**WRITTEN TASK A:** Summarize the chat excerpt in two sentences.

**SOURCE TEXT:**
Q: How can I prove that a complex Brownian motion is not pointwise recurrent?

Let $B=B^{(1)}+iB^{(2)}$ be a complex Brownian motion starting from $y\in \mathbb{C}$, i.e. we work under $\mathbb{P}_y$. I want to show that $B$ is not pointwise recurrent which means that it does not returns to a single point $z\in \mathbb{C}$ with probability one. I want to use the conformal ...

complex-analysis probability-theory stochastic-processes stochastic-calculus brownian-motion

Joe

See here for instance.

Mats Granvik

@Joe Yes for the n by n matrix. I am looking for n by n by n matrices.

Joe

12:49

Oh, I see.

Mats Granvik

The motivation is this n by n by n matrix/sum in Mathematica 14:
In[512]:= Clear[a, n, k, m]
nn = 40;
g[n_] := Total[Divisors[n]*MoebiusMu[Divisors[n]]]
s1 = 12;
s2 = 12;
s3 = 12;
Sum[Sum[Sum[g[GCD[a, b, c]]/(N[a, 20]^s1*b^s2*c^s3), {a, 1, nn}], {b,
1, nn}], {c, 1, nn}]
N[Zeta[s1]*Zeta[s2]*Zeta[s3]/Zeta[s1 + s2 + s3 - 1], 20]

Out[518]= 1.000738441321476615

Out[519]= 1.0007384413214766152

Jakobian

@SohamSaha there isn't

And Xander would tell you the same thing

rohit1729

I took $x^2 + c$ as the family of curves. This is clearly not true for this family of curves. led me to think if it is really true? Can someone check if I'm interpreting the question wrong or the question is wrong?

Soham Saha

13:16

@Jakobian Have you ever seen such a fractal before?

Joe

I've never seen a triangle before.

psie

13:48

I have some fundamental doubts. Consider the following definitions in my book:

A family $(U_{\alpha})_{\alpha\in A}$ of sets is said to cover a set $S$ if $S$ is contained in the union of the $U_\alpha$'s. An open cover of a metric space $X$ is a family of open subsets of $X$ that covers $X$. $X$ is compact if every open cover has a finite subcover.

So is it true that the finite subcover, or the open cover for that matter, will always equal $X$? By definition of cover, $X$ is contained in the cover, and by definition of open cover, the sets are subsets of $X$, so their union is contained in $X$.

**WRITTEN TASK B:** How many lines in the entries below contain the word "wooden"? Reply with the number alone.

**INPUT MATERIAL:**

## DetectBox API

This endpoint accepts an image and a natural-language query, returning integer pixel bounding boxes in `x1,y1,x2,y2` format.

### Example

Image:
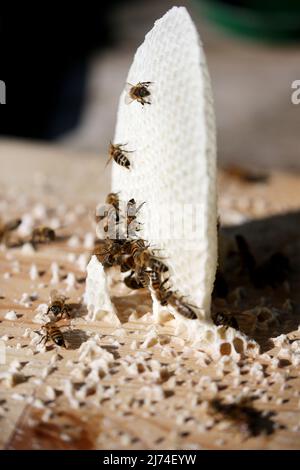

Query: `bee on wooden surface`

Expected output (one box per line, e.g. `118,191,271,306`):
125,82,152,106
47,289,71,320
168,292,198,320
30,225,55,244
106,143,133,170
212,312,239,330
150,271,173,306
0,219,22,242
210,397,275,437
39,322,66,348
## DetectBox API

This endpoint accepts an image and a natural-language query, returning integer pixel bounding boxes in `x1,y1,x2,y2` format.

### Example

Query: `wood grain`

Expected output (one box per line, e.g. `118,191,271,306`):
0,141,300,449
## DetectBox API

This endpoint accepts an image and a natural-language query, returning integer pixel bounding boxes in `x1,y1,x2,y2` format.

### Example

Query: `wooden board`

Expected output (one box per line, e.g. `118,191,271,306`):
0,141,300,449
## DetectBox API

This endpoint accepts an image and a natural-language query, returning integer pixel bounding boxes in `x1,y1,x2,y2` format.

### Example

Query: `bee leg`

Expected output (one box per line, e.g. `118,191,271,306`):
37,333,49,346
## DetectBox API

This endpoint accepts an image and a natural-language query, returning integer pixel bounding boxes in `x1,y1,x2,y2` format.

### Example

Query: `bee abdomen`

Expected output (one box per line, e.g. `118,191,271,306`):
149,258,169,273
51,330,66,348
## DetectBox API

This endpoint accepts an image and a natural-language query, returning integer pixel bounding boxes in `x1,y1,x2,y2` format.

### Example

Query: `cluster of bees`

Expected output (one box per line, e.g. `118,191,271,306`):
38,289,71,348
93,193,197,319
0,219,56,248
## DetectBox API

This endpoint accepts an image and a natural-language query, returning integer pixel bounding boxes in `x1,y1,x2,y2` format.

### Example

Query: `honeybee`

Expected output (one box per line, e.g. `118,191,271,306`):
150,271,173,306
0,219,22,242
93,238,122,267
124,270,149,289
30,225,55,244
210,397,275,437
39,322,66,348
134,252,169,274
125,82,152,106
212,312,239,330
106,143,133,170
122,238,146,258
95,193,120,223
168,292,198,320
126,199,145,236
47,289,70,320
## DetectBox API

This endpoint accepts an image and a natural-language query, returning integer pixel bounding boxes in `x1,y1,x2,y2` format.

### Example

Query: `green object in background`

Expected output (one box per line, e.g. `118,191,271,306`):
193,0,300,43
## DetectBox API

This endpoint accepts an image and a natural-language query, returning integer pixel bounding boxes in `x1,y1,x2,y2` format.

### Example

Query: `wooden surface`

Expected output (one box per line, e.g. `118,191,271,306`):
0,141,300,449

**FULL OUTPUT A:** The chat excerpt opens with a question about how to prove that a complex Brownian motion does not return to a single point with probability one, followed by Mats Granvik's Mathematica triple sum built on n by n by n matrices and a zeta-function expression. Later, rohit1729 asks whether the family of curves $x^2 + c$ shows that a question was misread or wrong, and psie asks whether, under the book's definitions, a finite subcover or an open cover of a metric space $X$ always equals $X$.

**FULL OUTPUT B:** 3